───── DATASET

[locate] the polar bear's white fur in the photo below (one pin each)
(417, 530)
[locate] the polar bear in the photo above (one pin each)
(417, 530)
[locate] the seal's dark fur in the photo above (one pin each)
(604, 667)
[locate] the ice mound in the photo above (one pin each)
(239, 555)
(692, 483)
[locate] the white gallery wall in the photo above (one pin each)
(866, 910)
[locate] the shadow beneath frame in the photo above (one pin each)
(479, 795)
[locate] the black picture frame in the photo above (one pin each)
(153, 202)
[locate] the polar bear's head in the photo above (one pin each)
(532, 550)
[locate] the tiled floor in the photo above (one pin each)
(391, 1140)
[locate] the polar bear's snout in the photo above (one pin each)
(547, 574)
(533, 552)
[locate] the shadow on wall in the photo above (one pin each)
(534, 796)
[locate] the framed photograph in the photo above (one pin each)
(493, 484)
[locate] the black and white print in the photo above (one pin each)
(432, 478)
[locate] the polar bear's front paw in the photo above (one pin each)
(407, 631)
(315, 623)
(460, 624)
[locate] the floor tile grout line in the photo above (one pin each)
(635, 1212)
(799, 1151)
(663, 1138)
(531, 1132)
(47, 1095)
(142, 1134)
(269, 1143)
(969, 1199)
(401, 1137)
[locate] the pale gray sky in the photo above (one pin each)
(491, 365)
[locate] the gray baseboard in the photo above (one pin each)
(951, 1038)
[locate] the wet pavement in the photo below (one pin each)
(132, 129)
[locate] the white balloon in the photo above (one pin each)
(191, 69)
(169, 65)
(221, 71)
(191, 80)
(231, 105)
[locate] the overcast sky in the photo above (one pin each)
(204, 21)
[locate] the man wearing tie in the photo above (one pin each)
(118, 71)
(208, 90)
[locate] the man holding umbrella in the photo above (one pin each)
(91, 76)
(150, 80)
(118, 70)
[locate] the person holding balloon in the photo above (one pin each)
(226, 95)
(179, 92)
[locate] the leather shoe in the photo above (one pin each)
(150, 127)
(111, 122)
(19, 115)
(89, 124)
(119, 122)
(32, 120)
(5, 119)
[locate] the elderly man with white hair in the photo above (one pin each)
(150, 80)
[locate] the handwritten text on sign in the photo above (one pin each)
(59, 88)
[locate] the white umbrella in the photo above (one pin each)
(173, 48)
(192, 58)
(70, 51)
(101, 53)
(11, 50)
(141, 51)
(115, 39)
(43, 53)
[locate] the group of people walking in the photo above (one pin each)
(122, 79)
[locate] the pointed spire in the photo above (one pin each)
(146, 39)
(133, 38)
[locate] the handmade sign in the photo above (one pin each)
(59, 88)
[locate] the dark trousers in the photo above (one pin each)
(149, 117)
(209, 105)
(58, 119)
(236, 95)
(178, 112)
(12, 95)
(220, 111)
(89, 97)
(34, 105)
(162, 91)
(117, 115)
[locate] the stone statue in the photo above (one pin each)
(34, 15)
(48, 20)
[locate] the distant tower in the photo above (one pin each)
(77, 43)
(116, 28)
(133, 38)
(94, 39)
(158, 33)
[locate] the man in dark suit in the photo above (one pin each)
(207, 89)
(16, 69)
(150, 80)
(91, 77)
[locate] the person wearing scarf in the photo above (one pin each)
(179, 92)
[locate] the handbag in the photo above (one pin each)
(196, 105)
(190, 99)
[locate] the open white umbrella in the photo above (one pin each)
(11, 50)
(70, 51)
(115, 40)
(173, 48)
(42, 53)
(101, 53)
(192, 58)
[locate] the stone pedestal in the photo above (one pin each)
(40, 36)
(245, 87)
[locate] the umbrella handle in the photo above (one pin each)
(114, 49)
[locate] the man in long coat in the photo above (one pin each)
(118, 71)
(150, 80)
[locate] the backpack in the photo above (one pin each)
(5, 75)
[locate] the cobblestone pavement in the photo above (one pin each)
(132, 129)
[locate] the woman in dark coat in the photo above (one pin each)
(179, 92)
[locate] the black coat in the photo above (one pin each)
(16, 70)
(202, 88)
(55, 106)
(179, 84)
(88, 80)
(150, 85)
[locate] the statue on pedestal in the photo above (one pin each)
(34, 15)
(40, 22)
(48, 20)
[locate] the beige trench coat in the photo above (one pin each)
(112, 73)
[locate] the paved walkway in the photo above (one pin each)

──────────

▶ INSTRUCTIONS TO FOLLOW
Copy out, exactly as given, the line containing "[locate] the black coat" together with every line after it in the material.

▶ SOLVED EXERCISE
[locate] the black coat in the photo above (one pin each)
(16, 70)
(202, 88)
(55, 106)
(179, 84)
(88, 80)
(150, 85)
[locate] the statue on pedestal in the photo above (one pin each)
(34, 15)
(40, 22)
(48, 20)
[locate] the beige trench coat in the photo above (one pin each)
(112, 73)
[locate] the paved walkway in the photo above (one pin each)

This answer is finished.